» **TASK INSTRUCTIONS**: Begin at the line that has "the dog with" and go through the end of the records. Write out every line again, requests included, and shift each coordinate in the answers by -76.

» **ENTRIES PROVIDED**:
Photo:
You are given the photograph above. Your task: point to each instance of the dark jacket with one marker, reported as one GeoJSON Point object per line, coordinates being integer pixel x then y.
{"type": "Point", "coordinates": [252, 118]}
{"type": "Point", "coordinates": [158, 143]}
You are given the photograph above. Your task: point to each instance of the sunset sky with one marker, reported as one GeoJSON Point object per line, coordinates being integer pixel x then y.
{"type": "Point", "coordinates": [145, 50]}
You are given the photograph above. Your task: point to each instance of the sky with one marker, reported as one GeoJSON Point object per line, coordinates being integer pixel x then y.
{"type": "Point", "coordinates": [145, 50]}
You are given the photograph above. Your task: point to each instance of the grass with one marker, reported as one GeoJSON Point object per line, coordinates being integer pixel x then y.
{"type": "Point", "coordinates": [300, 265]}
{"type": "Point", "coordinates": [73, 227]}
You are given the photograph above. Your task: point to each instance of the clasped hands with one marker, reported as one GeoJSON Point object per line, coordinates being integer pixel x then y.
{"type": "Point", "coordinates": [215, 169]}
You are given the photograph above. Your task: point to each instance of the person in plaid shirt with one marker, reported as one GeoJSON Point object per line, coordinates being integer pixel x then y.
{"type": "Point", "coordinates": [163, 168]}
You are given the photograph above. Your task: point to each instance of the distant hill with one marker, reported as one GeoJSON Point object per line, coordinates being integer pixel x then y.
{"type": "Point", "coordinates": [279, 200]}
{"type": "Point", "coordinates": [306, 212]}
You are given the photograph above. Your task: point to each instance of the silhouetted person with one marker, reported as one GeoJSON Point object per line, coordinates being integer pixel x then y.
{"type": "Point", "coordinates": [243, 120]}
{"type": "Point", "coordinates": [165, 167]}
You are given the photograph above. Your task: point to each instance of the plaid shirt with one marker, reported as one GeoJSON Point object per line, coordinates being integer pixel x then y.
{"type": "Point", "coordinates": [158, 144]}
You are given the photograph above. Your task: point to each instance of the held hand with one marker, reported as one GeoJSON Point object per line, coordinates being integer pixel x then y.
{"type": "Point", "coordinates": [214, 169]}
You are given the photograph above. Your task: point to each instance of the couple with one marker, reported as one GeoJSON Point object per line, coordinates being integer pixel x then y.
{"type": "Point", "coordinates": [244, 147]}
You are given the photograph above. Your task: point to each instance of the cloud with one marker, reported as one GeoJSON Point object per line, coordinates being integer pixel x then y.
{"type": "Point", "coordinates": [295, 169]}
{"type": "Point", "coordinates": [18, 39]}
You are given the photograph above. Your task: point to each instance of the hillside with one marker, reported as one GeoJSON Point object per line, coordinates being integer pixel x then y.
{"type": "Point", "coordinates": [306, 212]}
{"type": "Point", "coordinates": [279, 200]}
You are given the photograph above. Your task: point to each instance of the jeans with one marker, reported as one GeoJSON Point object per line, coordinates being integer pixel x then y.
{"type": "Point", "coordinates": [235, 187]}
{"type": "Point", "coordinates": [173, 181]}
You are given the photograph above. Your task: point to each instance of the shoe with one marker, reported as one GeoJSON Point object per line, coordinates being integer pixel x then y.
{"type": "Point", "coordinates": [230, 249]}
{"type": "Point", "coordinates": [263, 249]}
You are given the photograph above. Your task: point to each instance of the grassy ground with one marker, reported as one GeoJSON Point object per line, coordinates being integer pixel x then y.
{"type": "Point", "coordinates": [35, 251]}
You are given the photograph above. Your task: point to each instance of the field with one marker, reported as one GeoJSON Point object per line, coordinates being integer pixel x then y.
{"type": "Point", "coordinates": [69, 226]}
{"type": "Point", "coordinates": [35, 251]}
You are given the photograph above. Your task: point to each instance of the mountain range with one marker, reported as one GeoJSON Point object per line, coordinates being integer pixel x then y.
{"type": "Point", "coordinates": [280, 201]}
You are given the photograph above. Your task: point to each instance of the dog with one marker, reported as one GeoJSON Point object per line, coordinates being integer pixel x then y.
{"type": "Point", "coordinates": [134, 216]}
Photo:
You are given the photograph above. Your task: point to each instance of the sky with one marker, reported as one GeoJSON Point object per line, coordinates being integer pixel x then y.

» **SOLVED EXERCISE**:
You are given the photograph above. Your task: point to each instance of the dog with one marker, reported as one GeoJSON Point object per line, coordinates being integer pixel x then y.
{"type": "Point", "coordinates": [58, 140]}
Photo:
You are given the photograph above. Your task: point to each instance of the sky with one marker, reported as one GeoJSON Point object per line, coordinates being integer pixel x then y.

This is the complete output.